Concubine of emperor Puyi (1928–2001)

Li Yuqin (15 July 1928 – 24 April 2001), sometimes referred to as the "Last Imperial Concubine" (末代皇娘), was the fourth wife of China's last emperor Puyi. She married Puyi when the latter was the nominal ruler of Manchukuo, a puppet state established by the Empire of Japan during the Second Sino-Japanese War.

==Biography==
Li Yuqin was a Han Chinese woman who was born in Changchun to a middle class family from Shandong. Her father, Li Degui was a translator to a local missionary organisation, while her mother, Wang Xiuru, was the owner of a small silk farm in Changchun’s outskirts. Both sides of Li’s family served the imperial court, with her paternal great grandmother being the wet nurse to the Xianfeng Emperor’s daughter and her maternal family being court physicians. After the fall of the Qing dynasty, many people who worked in the imperial court were banished by republican forces to the countryside provinces, which is how the Li family ended up in the commoner class. Li had two brothers and three sisters and had a relatively happy childhood.
• • • • • • •
(REQUIREMENT A) Copy the passage on Li Yuqin word for word, from "Li Yuqin (15" up to and including "Second Sino-Japanese War.".
(REQUIREMENT B) Pick up the account of Li Yuqin's life right after its final sentence and keep writing.

(DATA SECTION)
• • • • • • •
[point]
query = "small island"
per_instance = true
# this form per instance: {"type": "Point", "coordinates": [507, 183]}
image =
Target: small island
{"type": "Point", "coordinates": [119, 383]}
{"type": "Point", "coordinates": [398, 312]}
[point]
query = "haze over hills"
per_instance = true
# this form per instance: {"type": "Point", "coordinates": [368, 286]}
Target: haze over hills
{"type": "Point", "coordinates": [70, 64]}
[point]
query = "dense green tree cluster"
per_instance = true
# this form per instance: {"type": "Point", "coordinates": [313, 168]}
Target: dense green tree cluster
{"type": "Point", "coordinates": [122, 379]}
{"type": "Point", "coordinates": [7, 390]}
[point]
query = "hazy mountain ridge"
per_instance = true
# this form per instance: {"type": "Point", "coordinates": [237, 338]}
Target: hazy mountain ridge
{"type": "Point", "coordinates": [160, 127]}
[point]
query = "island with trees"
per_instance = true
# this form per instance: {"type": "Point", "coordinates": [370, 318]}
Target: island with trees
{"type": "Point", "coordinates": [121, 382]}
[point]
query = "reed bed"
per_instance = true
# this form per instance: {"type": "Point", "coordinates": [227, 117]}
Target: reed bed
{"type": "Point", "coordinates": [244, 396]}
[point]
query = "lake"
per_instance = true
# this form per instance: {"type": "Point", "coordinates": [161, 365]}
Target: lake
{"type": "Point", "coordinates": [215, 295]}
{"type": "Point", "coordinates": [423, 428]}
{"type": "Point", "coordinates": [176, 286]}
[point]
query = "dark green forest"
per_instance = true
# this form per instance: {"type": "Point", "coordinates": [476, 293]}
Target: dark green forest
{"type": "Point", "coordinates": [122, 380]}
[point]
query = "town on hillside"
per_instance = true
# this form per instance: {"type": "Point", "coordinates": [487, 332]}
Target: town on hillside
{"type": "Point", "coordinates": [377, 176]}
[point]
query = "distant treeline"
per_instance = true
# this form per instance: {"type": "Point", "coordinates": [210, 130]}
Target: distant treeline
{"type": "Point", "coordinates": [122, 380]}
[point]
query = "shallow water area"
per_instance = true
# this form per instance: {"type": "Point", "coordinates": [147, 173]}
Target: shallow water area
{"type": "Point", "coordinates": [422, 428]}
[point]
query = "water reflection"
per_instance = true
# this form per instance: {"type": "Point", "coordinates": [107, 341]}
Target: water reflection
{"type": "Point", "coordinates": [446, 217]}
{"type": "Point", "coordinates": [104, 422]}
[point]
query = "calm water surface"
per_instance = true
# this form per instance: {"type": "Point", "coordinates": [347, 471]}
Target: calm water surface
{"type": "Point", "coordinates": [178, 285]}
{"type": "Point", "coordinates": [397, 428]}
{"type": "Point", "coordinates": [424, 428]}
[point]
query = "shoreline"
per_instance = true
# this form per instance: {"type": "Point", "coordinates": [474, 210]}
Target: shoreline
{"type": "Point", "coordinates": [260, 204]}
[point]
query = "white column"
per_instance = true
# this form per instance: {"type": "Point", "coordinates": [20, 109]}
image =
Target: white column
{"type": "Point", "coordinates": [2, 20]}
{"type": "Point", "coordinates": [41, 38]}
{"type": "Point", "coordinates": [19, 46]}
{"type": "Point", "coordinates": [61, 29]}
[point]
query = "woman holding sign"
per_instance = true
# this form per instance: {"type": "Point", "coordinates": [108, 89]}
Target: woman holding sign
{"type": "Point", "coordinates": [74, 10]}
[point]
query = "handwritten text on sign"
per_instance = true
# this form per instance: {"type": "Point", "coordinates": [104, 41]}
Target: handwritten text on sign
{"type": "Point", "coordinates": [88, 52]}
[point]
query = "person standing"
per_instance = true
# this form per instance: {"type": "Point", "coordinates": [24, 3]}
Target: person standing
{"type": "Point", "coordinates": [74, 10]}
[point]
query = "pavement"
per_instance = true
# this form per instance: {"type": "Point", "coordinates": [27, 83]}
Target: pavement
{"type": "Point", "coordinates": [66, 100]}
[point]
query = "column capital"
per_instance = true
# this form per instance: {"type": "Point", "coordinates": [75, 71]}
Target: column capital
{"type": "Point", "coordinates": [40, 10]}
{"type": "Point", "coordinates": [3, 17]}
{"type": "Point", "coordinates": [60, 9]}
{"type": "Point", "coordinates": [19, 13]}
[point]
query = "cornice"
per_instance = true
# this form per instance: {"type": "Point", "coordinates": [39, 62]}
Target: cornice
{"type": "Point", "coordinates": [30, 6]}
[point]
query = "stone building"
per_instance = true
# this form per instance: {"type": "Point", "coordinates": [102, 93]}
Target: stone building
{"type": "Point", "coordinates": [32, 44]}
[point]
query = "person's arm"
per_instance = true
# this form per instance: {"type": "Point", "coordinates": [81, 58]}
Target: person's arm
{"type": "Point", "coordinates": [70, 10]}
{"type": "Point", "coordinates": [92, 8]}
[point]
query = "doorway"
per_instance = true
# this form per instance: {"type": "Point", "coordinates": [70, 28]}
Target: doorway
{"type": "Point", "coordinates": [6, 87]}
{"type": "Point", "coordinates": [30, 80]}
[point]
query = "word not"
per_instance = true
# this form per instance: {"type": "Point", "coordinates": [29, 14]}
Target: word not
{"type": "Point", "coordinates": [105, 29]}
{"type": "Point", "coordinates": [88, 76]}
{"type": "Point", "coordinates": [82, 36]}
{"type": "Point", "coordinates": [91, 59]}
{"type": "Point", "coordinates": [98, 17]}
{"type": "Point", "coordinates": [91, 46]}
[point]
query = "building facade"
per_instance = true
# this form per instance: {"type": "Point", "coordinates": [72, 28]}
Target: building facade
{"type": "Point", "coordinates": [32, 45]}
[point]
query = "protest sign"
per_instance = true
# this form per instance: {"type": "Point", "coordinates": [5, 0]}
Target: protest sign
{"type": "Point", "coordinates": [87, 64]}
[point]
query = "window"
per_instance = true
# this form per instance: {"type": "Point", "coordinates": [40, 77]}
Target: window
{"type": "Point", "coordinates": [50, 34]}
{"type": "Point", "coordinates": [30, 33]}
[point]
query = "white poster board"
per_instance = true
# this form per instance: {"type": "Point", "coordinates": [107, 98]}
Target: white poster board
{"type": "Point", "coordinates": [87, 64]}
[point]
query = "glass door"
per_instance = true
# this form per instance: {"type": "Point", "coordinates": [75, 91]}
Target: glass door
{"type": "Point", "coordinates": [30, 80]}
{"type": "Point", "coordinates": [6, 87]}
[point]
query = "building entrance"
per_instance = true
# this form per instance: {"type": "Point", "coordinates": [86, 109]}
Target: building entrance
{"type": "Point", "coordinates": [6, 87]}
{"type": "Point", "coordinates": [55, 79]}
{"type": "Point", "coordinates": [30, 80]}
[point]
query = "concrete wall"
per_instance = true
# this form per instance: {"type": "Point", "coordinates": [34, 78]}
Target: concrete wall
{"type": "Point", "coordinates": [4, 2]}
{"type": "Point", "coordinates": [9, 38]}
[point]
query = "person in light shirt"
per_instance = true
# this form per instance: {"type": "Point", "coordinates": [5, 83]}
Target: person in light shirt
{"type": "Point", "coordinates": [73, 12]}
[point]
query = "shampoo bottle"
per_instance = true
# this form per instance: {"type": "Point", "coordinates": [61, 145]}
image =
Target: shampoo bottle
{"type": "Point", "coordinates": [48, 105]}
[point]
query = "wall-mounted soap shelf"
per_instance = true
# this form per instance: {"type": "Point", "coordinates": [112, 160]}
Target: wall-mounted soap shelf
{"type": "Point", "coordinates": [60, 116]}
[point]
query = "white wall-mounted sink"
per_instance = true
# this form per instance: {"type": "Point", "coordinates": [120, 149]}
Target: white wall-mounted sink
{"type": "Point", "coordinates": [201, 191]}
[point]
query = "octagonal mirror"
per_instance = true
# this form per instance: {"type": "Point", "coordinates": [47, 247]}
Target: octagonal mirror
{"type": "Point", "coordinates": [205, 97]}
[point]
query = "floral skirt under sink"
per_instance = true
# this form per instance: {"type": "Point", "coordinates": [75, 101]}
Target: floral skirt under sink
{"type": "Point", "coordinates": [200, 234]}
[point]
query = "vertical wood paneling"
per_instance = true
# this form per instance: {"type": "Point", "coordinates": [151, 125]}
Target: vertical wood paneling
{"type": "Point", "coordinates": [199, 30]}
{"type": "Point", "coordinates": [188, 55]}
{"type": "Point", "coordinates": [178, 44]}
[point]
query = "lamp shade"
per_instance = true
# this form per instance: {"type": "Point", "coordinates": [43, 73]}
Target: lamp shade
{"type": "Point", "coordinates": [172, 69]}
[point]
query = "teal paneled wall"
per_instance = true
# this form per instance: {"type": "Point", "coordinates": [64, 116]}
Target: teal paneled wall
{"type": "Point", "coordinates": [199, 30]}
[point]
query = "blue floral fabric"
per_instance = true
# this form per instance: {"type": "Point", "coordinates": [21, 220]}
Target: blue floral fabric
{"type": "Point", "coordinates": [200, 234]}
• • • • • • •
(RESPONSE AREA A)
Li Yuqin (15 July 1928 – 24 April 2001), sometimes referred to as the "Last Imperial Concubine" (末代皇娘), was the fourth wife of China's last emperor Puyi. She married Puyi when the latter was the nominal ruler of Manchukuo, a puppet state established by the Empire of Japan during the Second Sino-Japanese War.

(RESPONSE AREA B)
Li attended Nanling Girls' Academy (新京南嶺女子優級學校) in Changchun, then known as Hsinking, the capital of Manchukuo. In February 1943, Li and nine other girl students were taken by their principal Kobayashi and teacher Fujii to a photography studio for portraits. Three weeks later, the school principal and teacher visited Li's home and told her that Manchukuo's emperor Puyi had ordered her to go to the palace to study. She was first taken directly to Yasunao Yoshioka, who thoroughly questioned her. Yoshioka then drove her back to her parents and told them Puyi ordered her to study at the palace. Money was promised to the parents. She was subjected to a medical examination and then taken to Puyi's sister Yunhe and instructed in palace protocol. Li then became a concubine of Puyi and was given the title of Noble Lady Fu (福貴人). She lived a lavish lifestyle and had many servants. Li stated that she and Puyi only consummated their relationship once and never had sex again.

In 1945 the Manchukuo regime collapsed following the Japanese surrender at the end of World War II. Li attempted to flee from Changchun, alongside Puyi, Empress Wanrong and other remaining members of the old Qing court. She, as well as the rest of Puyi's family was evacuated with him by train from Changchun to Dalizigou. From there, however, Puyi continued by plane with only two of his sisters, his brothers, three nephews, his physician and a servant to Mukden, where he was arrested and taken to the Soviet Union. According to Puyi, Li Yuqin was very frightened and begged to be taken with him, when he left from Dalizigou to Mukden, but he assured her that she and Wanrong could reach Japan as well by train. Some documents state that Puyi let the women go by train in the belief that women would be better treated by the military than men.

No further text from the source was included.